RECORD EXCERPTS>
.....
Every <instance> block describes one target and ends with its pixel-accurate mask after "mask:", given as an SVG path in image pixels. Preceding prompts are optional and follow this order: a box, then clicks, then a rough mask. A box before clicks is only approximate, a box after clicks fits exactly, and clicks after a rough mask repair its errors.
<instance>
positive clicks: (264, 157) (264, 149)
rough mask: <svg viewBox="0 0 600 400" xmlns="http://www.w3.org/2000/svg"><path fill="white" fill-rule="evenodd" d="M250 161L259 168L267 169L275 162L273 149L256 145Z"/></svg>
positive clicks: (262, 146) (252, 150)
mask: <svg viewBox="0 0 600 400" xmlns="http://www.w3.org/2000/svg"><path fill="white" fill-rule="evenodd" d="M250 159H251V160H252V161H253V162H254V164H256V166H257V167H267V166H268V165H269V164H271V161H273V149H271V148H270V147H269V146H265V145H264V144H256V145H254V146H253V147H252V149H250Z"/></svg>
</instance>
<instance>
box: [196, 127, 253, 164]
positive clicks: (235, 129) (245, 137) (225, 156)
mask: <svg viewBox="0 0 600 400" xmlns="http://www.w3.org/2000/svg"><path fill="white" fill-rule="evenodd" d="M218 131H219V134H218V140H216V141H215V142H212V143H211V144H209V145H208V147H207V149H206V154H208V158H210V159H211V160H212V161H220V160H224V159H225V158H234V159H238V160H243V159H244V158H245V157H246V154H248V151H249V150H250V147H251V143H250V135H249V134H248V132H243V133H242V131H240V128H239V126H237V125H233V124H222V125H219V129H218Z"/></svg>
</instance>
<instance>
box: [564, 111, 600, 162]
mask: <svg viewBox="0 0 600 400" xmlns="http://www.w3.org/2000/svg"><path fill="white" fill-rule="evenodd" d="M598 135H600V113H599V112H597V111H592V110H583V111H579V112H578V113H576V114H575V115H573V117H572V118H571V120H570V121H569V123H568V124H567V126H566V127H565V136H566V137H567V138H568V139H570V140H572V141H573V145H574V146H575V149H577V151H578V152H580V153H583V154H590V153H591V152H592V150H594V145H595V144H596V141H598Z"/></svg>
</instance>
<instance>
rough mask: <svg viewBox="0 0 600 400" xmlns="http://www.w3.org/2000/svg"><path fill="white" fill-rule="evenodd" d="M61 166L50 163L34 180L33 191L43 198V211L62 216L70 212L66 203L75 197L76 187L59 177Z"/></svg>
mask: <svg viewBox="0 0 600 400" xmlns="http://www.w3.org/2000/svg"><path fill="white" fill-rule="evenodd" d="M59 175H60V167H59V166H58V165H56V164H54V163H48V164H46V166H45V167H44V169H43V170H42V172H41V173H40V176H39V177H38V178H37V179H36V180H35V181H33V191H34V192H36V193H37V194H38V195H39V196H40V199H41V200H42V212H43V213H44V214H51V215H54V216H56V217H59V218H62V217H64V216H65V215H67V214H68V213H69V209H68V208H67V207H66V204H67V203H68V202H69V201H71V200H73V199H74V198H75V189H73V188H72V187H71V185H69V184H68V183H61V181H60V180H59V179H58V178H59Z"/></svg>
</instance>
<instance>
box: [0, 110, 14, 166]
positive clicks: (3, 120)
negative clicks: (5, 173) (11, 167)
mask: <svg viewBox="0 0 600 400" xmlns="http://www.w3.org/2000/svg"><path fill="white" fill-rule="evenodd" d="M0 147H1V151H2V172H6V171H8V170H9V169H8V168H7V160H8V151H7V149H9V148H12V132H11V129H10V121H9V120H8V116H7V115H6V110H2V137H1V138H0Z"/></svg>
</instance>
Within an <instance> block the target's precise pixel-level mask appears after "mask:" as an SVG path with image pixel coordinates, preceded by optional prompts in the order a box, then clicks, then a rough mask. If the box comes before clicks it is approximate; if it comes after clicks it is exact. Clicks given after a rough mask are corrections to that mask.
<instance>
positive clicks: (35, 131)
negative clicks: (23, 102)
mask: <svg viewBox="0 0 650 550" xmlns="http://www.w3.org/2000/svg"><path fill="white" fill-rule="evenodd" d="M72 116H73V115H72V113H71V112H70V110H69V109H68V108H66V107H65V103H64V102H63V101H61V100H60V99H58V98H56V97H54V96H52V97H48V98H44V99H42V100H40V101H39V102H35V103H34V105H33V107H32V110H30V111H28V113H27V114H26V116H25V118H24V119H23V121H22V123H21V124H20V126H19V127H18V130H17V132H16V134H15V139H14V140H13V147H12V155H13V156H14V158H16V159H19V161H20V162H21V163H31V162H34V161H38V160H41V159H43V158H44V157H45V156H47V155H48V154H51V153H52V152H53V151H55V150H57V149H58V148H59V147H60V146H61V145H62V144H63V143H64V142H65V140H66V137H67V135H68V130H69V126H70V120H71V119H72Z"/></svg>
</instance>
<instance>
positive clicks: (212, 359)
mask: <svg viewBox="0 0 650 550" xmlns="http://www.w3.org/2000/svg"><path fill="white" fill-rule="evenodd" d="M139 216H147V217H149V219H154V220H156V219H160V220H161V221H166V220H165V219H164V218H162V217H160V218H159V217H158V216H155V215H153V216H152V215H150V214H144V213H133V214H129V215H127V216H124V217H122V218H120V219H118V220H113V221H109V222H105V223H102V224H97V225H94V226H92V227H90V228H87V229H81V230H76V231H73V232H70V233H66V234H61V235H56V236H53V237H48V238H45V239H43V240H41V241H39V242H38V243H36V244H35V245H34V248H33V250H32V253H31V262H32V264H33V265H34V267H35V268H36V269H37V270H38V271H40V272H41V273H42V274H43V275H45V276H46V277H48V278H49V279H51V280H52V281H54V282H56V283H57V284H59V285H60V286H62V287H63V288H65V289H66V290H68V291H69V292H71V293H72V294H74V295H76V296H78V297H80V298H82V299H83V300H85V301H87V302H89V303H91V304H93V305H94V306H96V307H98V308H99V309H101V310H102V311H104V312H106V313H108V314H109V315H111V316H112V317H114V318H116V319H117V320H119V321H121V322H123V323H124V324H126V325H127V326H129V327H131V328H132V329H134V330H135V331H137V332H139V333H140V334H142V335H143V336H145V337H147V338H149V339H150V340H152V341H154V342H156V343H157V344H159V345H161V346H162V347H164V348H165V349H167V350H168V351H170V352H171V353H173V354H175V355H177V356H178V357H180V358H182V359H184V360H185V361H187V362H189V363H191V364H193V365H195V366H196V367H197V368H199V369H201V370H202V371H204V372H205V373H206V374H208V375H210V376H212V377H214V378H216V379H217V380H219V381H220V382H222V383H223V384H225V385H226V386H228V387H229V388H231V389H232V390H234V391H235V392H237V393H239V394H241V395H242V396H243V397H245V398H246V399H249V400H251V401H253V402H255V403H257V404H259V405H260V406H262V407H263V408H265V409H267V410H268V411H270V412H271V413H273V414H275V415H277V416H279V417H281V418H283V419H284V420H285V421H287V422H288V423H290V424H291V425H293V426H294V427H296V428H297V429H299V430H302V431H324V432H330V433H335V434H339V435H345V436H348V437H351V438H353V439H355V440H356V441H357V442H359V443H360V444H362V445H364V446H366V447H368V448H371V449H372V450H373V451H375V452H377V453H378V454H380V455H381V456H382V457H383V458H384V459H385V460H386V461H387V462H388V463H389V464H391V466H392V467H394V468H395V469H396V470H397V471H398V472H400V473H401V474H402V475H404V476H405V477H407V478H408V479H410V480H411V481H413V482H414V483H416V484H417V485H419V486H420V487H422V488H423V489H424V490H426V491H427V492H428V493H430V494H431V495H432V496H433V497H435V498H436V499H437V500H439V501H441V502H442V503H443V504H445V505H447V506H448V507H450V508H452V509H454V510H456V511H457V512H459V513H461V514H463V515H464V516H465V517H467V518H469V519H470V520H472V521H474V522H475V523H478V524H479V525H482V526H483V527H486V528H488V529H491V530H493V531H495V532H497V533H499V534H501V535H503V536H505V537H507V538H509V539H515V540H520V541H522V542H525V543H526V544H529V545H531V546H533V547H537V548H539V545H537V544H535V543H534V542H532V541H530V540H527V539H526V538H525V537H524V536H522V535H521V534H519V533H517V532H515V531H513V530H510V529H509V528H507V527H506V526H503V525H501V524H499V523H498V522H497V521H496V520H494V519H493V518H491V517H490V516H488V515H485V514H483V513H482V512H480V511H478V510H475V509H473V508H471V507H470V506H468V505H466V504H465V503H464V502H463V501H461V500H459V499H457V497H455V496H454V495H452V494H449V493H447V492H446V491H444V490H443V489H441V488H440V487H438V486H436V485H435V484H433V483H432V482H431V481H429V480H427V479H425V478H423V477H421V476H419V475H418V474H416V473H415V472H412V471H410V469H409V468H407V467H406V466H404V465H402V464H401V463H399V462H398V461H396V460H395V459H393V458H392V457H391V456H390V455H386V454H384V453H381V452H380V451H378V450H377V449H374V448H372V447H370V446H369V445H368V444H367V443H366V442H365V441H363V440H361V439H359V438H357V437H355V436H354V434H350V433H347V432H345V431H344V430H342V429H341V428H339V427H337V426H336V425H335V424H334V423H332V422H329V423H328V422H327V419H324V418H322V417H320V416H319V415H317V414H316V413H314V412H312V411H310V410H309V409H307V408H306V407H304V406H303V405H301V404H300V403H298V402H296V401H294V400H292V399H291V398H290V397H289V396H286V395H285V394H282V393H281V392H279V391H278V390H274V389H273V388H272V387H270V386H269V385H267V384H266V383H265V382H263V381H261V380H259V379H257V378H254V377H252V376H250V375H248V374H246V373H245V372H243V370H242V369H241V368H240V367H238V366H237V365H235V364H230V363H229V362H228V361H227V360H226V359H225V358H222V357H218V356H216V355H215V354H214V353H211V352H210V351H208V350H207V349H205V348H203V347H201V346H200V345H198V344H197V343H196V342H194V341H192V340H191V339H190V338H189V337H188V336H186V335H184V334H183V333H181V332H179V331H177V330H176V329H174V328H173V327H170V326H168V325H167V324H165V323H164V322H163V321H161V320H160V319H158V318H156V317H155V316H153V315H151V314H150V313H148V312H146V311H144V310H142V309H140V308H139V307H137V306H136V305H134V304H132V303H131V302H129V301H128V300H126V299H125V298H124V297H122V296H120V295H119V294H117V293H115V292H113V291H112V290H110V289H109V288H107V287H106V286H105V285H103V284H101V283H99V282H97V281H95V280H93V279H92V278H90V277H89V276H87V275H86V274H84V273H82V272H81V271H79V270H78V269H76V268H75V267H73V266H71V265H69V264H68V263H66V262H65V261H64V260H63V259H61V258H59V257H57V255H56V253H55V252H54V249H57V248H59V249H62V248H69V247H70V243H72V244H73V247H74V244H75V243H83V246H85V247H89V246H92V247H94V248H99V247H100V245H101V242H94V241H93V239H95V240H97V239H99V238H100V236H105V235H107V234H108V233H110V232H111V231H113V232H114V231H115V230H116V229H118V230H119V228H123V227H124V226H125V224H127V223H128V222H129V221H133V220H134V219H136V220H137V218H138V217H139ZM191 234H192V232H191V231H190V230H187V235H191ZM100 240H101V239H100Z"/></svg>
.....
WORK TO BE COMPLETED> Take the listing above from its first line through the line containing "161L259 168L267 169L275", and transcribe that stretch exactly, with no other lines.

TASK RESULT>
Every <instance> block describes one target and ends with its pixel-accurate mask after "mask:", given as an SVG path in image pixels. Preceding prompts are optional and follow this order: a box, then clicks, then a rough mask. A box before clicks is only approximate, a box after clicks fits exactly, and clicks after a rough mask repair its errors.
<instance>
positive clicks: (264, 157) (264, 149)
rough mask: <svg viewBox="0 0 600 400" xmlns="http://www.w3.org/2000/svg"><path fill="white" fill-rule="evenodd" d="M250 161L259 168L267 169L275 162L273 149L256 145Z"/></svg>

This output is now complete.